Task item:
Reproduce each entry below exactly as it appears.

Supplied records:
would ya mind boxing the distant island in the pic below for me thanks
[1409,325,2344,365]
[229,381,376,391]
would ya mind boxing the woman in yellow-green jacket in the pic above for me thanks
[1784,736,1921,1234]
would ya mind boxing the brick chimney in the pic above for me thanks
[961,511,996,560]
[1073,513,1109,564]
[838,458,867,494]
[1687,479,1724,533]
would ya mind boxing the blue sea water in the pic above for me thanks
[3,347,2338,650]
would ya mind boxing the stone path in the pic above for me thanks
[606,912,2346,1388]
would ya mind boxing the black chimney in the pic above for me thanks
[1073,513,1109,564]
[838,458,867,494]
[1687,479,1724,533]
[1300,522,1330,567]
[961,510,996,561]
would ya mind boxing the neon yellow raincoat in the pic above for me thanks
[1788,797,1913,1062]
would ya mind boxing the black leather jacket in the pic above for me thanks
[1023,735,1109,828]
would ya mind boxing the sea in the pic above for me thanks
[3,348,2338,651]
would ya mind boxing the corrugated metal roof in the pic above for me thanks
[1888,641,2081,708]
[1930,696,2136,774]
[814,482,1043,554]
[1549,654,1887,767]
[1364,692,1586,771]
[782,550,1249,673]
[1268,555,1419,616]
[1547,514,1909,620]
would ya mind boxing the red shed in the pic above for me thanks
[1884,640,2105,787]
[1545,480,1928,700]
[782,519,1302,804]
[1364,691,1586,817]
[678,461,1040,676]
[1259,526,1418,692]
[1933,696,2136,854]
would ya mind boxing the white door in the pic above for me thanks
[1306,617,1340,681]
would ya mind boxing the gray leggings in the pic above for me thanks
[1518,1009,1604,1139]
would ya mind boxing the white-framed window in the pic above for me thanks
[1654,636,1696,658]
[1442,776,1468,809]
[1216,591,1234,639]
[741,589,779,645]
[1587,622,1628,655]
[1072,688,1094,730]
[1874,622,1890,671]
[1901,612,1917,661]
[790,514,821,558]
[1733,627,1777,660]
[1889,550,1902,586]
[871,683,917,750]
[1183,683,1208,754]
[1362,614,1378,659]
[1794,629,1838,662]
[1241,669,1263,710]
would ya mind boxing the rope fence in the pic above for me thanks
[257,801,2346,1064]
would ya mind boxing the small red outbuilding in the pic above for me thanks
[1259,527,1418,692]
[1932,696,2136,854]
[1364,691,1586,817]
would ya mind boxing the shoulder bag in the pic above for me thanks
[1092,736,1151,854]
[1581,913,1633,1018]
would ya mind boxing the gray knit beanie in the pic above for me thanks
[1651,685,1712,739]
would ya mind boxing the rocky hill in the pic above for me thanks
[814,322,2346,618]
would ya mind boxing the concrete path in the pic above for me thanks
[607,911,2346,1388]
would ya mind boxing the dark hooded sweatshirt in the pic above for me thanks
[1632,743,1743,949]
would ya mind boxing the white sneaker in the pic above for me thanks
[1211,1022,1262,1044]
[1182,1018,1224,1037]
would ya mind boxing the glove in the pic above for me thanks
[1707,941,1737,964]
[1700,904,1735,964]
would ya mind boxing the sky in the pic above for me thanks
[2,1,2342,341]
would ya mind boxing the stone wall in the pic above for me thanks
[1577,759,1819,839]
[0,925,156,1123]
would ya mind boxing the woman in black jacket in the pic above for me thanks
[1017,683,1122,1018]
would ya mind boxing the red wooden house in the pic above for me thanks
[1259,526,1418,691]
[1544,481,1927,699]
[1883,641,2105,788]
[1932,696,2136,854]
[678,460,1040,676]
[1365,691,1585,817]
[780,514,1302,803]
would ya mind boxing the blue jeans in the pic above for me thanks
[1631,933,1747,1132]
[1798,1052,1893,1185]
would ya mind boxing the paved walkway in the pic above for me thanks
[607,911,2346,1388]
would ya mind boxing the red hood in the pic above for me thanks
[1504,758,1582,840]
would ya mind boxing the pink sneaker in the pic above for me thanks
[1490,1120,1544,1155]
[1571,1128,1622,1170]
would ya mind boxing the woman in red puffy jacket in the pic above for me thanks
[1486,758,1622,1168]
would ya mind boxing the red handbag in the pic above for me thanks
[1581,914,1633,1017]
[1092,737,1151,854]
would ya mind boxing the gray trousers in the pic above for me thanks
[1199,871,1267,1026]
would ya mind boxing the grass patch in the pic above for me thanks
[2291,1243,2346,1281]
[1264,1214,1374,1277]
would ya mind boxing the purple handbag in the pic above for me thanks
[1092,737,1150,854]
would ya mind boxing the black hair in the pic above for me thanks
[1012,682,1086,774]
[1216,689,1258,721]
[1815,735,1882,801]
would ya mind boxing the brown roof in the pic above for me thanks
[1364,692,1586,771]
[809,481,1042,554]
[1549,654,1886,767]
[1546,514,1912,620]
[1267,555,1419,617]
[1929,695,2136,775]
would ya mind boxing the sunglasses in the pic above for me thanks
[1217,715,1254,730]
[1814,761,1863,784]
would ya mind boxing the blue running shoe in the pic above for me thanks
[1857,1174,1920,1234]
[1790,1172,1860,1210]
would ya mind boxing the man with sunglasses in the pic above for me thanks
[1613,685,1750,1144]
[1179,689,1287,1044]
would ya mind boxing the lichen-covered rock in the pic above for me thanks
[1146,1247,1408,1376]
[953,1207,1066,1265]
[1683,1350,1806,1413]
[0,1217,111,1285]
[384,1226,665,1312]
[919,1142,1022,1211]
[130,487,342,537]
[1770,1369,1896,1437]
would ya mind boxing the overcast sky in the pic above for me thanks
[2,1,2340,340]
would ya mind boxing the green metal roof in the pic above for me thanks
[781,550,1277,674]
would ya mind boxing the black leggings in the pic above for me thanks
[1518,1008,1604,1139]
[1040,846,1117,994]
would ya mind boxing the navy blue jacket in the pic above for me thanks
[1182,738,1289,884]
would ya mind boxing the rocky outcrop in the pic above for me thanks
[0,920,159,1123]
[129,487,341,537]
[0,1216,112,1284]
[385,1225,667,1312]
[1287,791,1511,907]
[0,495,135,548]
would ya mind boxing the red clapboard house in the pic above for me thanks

Response box:
would ya mind boxing the distant island in the pic below for me thanks
[1409,325,2344,365]
[229,381,376,391]
would ya mind boxing the woman in yellow-green jacket in the pic above for me thanks
[1784,736,1921,1234]
would ya mind boxing the brick chimney in the pic above for me thanks
[961,511,996,560]
[1073,513,1109,564]
[838,458,867,494]
[1687,479,1724,533]
would ya mind boxing the blue sea water in the pic above for me thanks
[3,347,2338,650]
would ya mind boxing the stone path in the pic above for me thanks
[606,912,2346,1388]
would ya mind boxing the black chimney in the pic above for me thanks
[1073,513,1109,564]
[838,458,867,494]
[1687,479,1724,533]
[1300,522,1330,567]
[961,510,996,561]
would ya mind boxing the neon yellow raincoat in the pic above for me thanks
[1788,797,1913,1062]
would ya mind boxing the black leather jacket in the pic above for me thanks
[1023,735,1109,828]
would ya mind boxing the sea in the pic above for me thanks
[3,348,2338,651]
would ya mind boxing the corrugated metal roof in the pic above for me thanks
[1888,641,2081,708]
[1930,696,2136,774]
[814,482,1043,554]
[1549,654,1887,767]
[1364,692,1586,771]
[782,550,1249,673]
[1268,555,1419,616]
[1547,514,1909,620]
would ya mind boxing the red shed in the pic above for me thanks
[1884,640,2105,787]
[1545,480,1928,700]
[782,519,1302,804]
[1364,691,1586,817]
[678,461,1040,676]
[1259,526,1418,692]
[1933,696,2136,854]
would ya mind boxing the white door in the pic above for me thanks
[1306,617,1340,681]
would ya mind boxing the gray leggings in the pic above for me thanks
[1518,1009,1604,1139]
would ya mind boxing the white-framed window in the pic above for me thanks
[1654,636,1696,658]
[1442,776,1468,809]
[1216,591,1234,639]
[741,589,779,645]
[1587,622,1628,655]
[1072,688,1094,730]
[1874,622,1890,671]
[1901,612,1917,661]
[790,514,821,558]
[1733,627,1777,660]
[1889,550,1902,586]
[871,683,917,750]
[1183,683,1208,754]
[1362,614,1378,659]
[1794,629,1838,662]
[1241,669,1263,710]
would ya mind boxing the rope fence in the pic above for me thanks
[257,801,2346,1064]
would ya mind boxing the small red outbuilding in the pic above for me thanks
[1259,527,1418,692]
[1932,696,2136,854]
[1364,691,1586,817]
would ya mind boxing the shoulder bag in the pic above for me thanks
[1092,736,1151,854]
[1581,913,1633,1018]
would ya mind boxing the gray knit beanie in the pic above for me thanks
[1651,685,1712,739]
would ya mind boxing the rocky hill in the pic above for me thanks
[814,322,2346,618]
would ya mind boxing the concrete path in the pic above for me thanks
[607,911,2346,1388]
would ya mind boxing the dark hooded sweatshirt in the pic above for me thanks
[1632,743,1743,949]
would ya mind boxing the white sneaker in the pic above for me thanks
[1211,1022,1262,1044]
[1182,1018,1224,1037]
would ya mind boxing the glove in the pic above for me thanks
[1707,941,1737,964]
[1700,904,1735,964]
would ya mind boxing the sky in the pic above for me thanks
[2,1,2342,341]
would ya mind boxing the stone wall in the pic above for me thanks
[1577,759,1819,839]
[0,925,156,1123]
would ya mind boxing the woman in black jacket in the pic above for me thanks
[1017,683,1122,1018]
would ya mind boxing the red wooden house in the pic above for me thanks
[1259,526,1418,691]
[1544,481,1927,699]
[1883,641,2105,788]
[1932,696,2136,854]
[678,460,1040,676]
[1365,691,1585,817]
[780,514,1302,803]
would ya mind boxing the blue jeans in the pic above for me thanks
[1631,933,1747,1132]
[1798,1052,1893,1185]
would ya mind boxing the paved walkway in the pic above for me thanks
[607,911,2346,1388]
would ya mind boxing the red hood in the pic above for me thanks
[1504,758,1582,840]
would ya mind boxing the pink sneaker in the pic above for me thanks
[1490,1120,1544,1155]
[1571,1128,1622,1170]
would ya mind boxing the woman in red puffy jacket in the pic above for me thanks
[1486,758,1622,1168]
would ya mind boxing the red handbag in the pic above for me thanks
[1581,914,1633,1017]
[1092,737,1151,854]
would ya mind boxing the gray trousers in the pic above for me thanks
[1199,871,1267,1026]
would ya mind boxing the grass patch in the pic above for me thanks
[2291,1243,2346,1281]
[1264,1214,1374,1277]
would ya mind boxing the purple handbag in the pic above for me thanks
[1092,737,1150,854]
would ya mind boxing the black hair in the pic above for me thanks
[1012,682,1086,774]
[1216,689,1258,721]
[1815,735,1882,801]
would ya mind boxing the brown roof in the pic above for me thanks
[1364,692,1586,771]
[809,481,1042,554]
[1549,654,1886,767]
[1546,514,1912,620]
[1267,555,1419,617]
[1929,695,2136,775]
would ya mind boxing the sunglasses in the pic above for me thanks
[1217,715,1254,730]
[1814,761,1863,784]
would ya mind boxing the blue running shoe in the pic above for me thanks
[1857,1174,1920,1234]
[1790,1172,1860,1210]
would ya mind boxing the man with sunglasses in the pic above for me thanks
[1613,685,1750,1144]
[1179,689,1287,1044]
would ya mind boxing the lichen-covered rock in the pic above for me thanks
[1146,1247,1408,1376]
[953,1207,1066,1265]
[1683,1350,1806,1413]
[0,1217,111,1285]
[384,1226,665,1312]
[919,1142,1022,1211]
[130,487,342,537]
[1770,1369,1896,1437]
would ya mind boxing the overcast sky in the pic above for me thanks
[2,1,2340,340]
would ya mind boxing the green metal roof in the pic above for me thanks
[781,550,1277,674]
would ya mind boxing the black leggings in the pic above for me thanks
[1518,1008,1604,1139]
[1040,846,1117,994]
would ya mind boxing the navy blue jacket in the pic above for me thanks
[1182,738,1289,884]
would ya mind boxing the rocky outcrop in the pic above for me thanks
[0,920,159,1123]
[129,487,341,537]
[0,1216,112,1284]
[385,1225,667,1312]
[1287,791,1511,907]
[0,495,135,548]
would ya mind boxing the red clapboard house in the pic above for me thanks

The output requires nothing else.